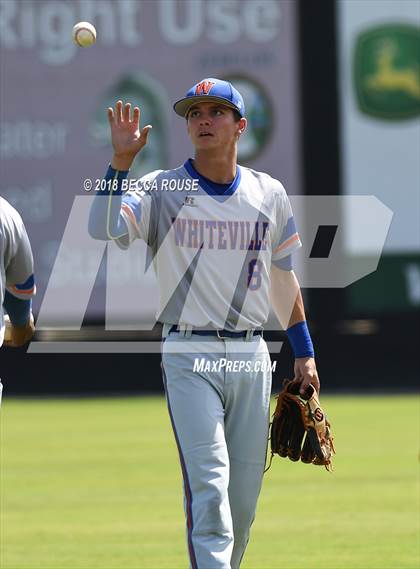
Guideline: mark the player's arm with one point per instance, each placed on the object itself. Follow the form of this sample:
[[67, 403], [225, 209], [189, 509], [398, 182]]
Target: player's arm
[[106, 220], [287, 302], [20, 287]]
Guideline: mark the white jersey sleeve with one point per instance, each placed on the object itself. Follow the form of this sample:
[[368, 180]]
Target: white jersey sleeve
[[287, 237], [16, 260], [136, 210]]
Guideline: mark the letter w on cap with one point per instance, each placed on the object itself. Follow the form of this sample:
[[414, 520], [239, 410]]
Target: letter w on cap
[[204, 87]]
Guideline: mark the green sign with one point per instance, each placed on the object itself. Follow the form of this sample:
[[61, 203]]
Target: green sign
[[387, 71]]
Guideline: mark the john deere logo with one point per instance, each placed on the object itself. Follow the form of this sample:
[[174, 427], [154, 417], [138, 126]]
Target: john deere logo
[[387, 71]]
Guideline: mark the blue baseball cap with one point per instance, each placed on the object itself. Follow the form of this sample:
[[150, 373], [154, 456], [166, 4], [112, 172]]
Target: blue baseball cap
[[211, 89]]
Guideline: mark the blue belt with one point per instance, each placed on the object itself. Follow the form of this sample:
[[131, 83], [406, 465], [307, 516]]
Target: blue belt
[[221, 333]]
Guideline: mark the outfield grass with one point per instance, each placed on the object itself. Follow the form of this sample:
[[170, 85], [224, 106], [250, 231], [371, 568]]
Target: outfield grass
[[95, 484]]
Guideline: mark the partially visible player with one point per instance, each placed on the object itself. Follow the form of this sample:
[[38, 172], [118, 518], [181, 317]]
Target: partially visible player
[[217, 252], [17, 284]]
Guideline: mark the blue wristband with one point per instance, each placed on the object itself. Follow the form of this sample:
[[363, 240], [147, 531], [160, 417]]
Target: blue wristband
[[300, 340]]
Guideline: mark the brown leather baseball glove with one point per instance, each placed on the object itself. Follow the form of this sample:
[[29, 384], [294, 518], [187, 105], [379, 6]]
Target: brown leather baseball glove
[[297, 418]]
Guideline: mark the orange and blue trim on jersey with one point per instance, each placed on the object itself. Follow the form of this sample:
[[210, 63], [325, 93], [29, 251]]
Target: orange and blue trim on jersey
[[289, 239]]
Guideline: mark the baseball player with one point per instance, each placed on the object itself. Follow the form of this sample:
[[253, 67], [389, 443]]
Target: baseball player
[[17, 284], [220, 237]]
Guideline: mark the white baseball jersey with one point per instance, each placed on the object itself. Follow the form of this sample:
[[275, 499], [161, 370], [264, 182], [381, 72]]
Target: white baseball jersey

---*---

=== Work instruction ===
Omit the pictures. Output every record above word for word.

=== Exercise output ===
Guideline: mark the player's arm with one point per instance, each placed on the object itself. Follow the form of this sample:
[[67, 403], [225, 209], [189, 509], [398, 182]]
Target: player's arm
[[106, 220], [287, 302], [20, 287]]
Guideline: mark the white jersey sleeve with one point per instance, each placed on the object itself. Follow the form of this sample:
[[368, 180]]
Target: white jersey sleeve
[[287, 237], [16, 260], [136, 210]]
Guideline: mark the letter w on cap with one point per instance, each placed on the object itself. Follow the form of this sample:
[[414, 520], [239, 410]]
Target: letter w on cap
[[204, 87]]
Guideline: mark the green sign with one point per instance, each placed on the object itself. Follow the form of this sample:
[[61, 203]]
Target: green sign
[[387, 71]]
Guideline: mark the john deere logo with one point per instance, each placed on the object itself. Follow the form of this sample:
[[174, 427], [154, 417], [138, 126]]
Target: john deere logo
[[387, 71]]
Guideline: mark the blue baseball cap with one point per instance, each placed on the object itself. Follow the form of this sample:
[[150, 373], [154, 456], [166, 4], [112, 172]]
Target: blue baseball cap
[[211, 89]]
Guideline: mark the blue belt with one point per instance, each placed on the object itself. Follow the form of this sample:
[[131, 83], [406, 465], [307, 516]]
Target: blue belt
[[221, 333]]
Guideline: mark the outfield grass with one point per instance, each placed on the object itself. Follow the form of this sample:
[[170, 85], [224, 106], [250, 231], [371, 568]]
Target: outfield grass
[[95, 484]]
Guideline: mark the partially visible player with one point per instance, each placed on the object itself. Follow the form of this sample:
[[38, 172], [118, 518], [181, 317]]
Target: partially visible player
[[217, 252], [17, 284]]
Guideline: mark the blue wristband with one point per instance, each placed on the object itself. Follow the form of this sample:
[[363, 240], [147, 531], [160, 417]]
Target: blue wristband
[[300, 340]]
Guideline: mark the brown leather baseball glove with one point per instance, each placed on the object itself. Follow the form of this sample:
[[29, 384], [294, 518], [187, 105], [379, 6]]
Target: brown leather baseball glove
[[297, 418]]
Guideline: mark the orange and blue trim on jersey with one point per instance, each placed on the object itself. Follow the form of this sample:
[[210, 63], [325, 93], [29, 251]]
Target: orange and blue trim on jersey
[[289, 239]]
Guideline: mark the baseball player with one point per instance, each placed on the object itself. Follow the form of this sample:
[[253, 67], [389, 443]]
Target: baseball player
[[17, 284], [220, 237]]
Guideline: mark the white baseball jersey with one point per instance, each placed on the object itself. Follow the form of this sample:
[[275, 499], [161, 370], [264, 182], [381, 72]]
Target: white baseball jersey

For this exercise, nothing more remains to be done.